◆ Problem to solve
Extract the data below verbatim, line by line, and omit the pictures.

◆ Record excerpts
#####
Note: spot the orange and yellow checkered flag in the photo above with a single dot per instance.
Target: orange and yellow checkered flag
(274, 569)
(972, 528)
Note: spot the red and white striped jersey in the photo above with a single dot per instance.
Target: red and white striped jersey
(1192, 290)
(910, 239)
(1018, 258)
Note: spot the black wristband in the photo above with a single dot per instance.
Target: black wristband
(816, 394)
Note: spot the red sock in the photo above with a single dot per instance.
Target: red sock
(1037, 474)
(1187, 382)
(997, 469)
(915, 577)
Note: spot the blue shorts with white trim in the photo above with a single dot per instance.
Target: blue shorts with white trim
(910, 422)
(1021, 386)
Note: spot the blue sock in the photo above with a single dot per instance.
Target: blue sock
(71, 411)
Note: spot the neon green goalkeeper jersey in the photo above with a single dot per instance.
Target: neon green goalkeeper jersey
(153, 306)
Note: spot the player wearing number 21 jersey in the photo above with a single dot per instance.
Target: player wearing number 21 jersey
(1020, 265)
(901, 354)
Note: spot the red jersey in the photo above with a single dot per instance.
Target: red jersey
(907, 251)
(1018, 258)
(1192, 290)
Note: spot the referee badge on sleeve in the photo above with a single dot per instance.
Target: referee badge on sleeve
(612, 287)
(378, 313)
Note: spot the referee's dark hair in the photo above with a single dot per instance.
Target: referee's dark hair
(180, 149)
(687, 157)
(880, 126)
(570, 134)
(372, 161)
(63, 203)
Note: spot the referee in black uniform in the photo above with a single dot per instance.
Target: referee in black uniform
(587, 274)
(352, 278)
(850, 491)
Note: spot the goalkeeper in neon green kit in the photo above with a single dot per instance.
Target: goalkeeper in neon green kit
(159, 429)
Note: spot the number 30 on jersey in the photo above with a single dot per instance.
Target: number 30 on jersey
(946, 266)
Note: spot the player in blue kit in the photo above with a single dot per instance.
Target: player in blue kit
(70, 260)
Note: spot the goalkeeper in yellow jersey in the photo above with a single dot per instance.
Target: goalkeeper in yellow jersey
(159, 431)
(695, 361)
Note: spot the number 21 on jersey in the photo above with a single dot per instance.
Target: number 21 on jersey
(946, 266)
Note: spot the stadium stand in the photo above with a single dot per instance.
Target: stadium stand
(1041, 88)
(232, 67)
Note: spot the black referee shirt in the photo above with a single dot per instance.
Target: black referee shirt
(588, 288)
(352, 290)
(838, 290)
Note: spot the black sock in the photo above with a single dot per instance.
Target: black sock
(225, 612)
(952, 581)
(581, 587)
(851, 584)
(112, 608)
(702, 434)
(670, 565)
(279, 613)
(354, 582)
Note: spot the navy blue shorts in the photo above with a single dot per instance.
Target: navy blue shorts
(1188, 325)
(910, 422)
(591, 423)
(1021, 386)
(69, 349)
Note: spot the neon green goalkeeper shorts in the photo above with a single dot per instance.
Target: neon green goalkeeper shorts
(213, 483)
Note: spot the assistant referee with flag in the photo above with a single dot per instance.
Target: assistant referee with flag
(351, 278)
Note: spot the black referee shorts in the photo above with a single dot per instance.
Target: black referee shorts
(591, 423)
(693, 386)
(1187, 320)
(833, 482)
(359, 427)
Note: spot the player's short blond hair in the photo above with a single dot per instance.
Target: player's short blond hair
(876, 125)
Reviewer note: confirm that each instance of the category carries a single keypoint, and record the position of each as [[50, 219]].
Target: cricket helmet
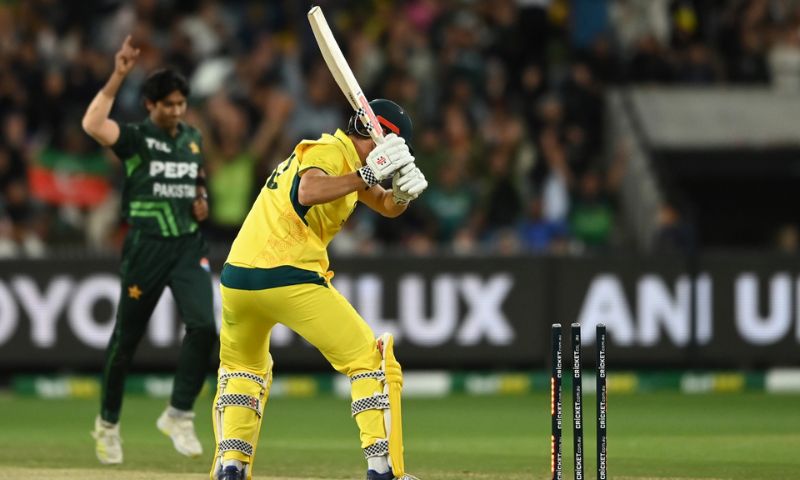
#####
◆ Written response
Note: spot the orange and yellow checkered flag in the photo above with a single dot per instance.
Target: orange and yellow checkered flag
(274, 569)
(972, 528)
Note: spot the red and white striped jersey in the photo above with a single dot per instance.
Target: red and white striped jersey
(1192, 290)
(910, 239)
(1018, 258)
Note: spot the black wristband in the photo above with a single dot per instance.
Target: black wristband
(816, 394)
Note: spot the red sock in the photo above with a single dot per instance.
Target: red sock
(1037, 474)
(1187, 382)
(997, 469)
(915, 577)
Note: spot the blue shorts with white trim in the photo above with a single dot per instance.
Target: blue shorts with white trim
(910, 422)
(1021, 386)
Note: spot the blue sock in the photo above with a single dot per instance.
Target: blue sock
(71, 411)
Note: spot the neon green goalkeeper jersey in the photo above with a single dot per instance.
Target: neon green goalkeeper jersey
(153, 306)
Note: spot the player wearing number 21 jersey in the photo above with a single dot per instance.
Target: player wearing number 21 jersey
(1020, 265)
(901, 354)
Note: spot the red jersey in the photo above with a single dot per instance.
Target: red jersey
(907, 251)
(1018, 258)
(1192, 290)
Note: spot the referee badge on sleeve in the photo above with a single dot per instance.
Target: referee badge on sleeve
(612, 287)
(378, 313)
Note: spot the referee's dark hair in the photo above with a single dot per instance.
Target: referee's dark hair
(180, 149)
(687, 157)
(880, 126)
(570, 134)
(372, 161)
(63, 203)
Note: spot the referee in black uniform in the photo above with a single dot per instance.
Target: referee in black uniform
(587, 274)
(352, 278)
(850, 491)
Note: spot the goalkeeper in neon green kit in the photo above with a single dot per instance.
Target: goalkeeper in neon green kit
(159, 429)
Note: spot the number 30 on jersey in the photo above with a single dot per instance.
Target: number 30 on jersey
(946, 266)
Note: spot the player in blue kit in the photo above with a single dot per instance.
Target: player in blue kit
(70, 260)
Note: spot the goalkeeper in yellow jersey in the photo above with a single dot per instance.
Target: goalkeeper in yellow jersey
(159, 431)
(695, 361)
Note: spot the number 21 on jersey in the photo above with a single dot per instance.
Target: number 21 on jersey
(946, 266)
Note: spot the stadium stand in the photo above with a single dot per instance.
Target: stadium stand
(1041, 88)
(232, 67)
Note: spot the black referee shirt in the photo above with a single dot per instance.
Target: black referee shirt
(588, 288)
(352, 290)
(838, 290)
Note: spot the black sock in the photo above with a single dot per instance.
Target: black sock
(225, 612)
(952, 581)
(581, 587)
(851, 584)
(112, 608)
(702, 434)
(670, 565)
(279, 613)
(354, 582)
Note: spot the navy blue shorts in the photo above with a single dot per instance.
Target: navy blue shorts
(1188, 325)
(910, 422)
(591, 423)
(1021, 386)
(69, 349)
Note: spot the neon green goalkeeper shorts in the photo above with a single dot per instance.
Target: neon green goalkeeper shorts
(213, 483)
Note: spot the assistant referee with flag in the photo above with a single dot per instance.
Target: assistant referee with flag
(351, 278)
Note: spot the black referee shorts in the photo above with a single dot per instance.
Target: black referee shorts
(591, 423)
(693, 386)
(1187, 320)
(833, 482)
(359, 427)
Note: spot the player's short blond hair in the photo above with a single dot per instance.
Target: player's short blond hair
(876, 125)
Reviewer note: confirm that each instance of the category carries a single keypoint, and record the position of each as [[50, 219]].
Target: cricket helmet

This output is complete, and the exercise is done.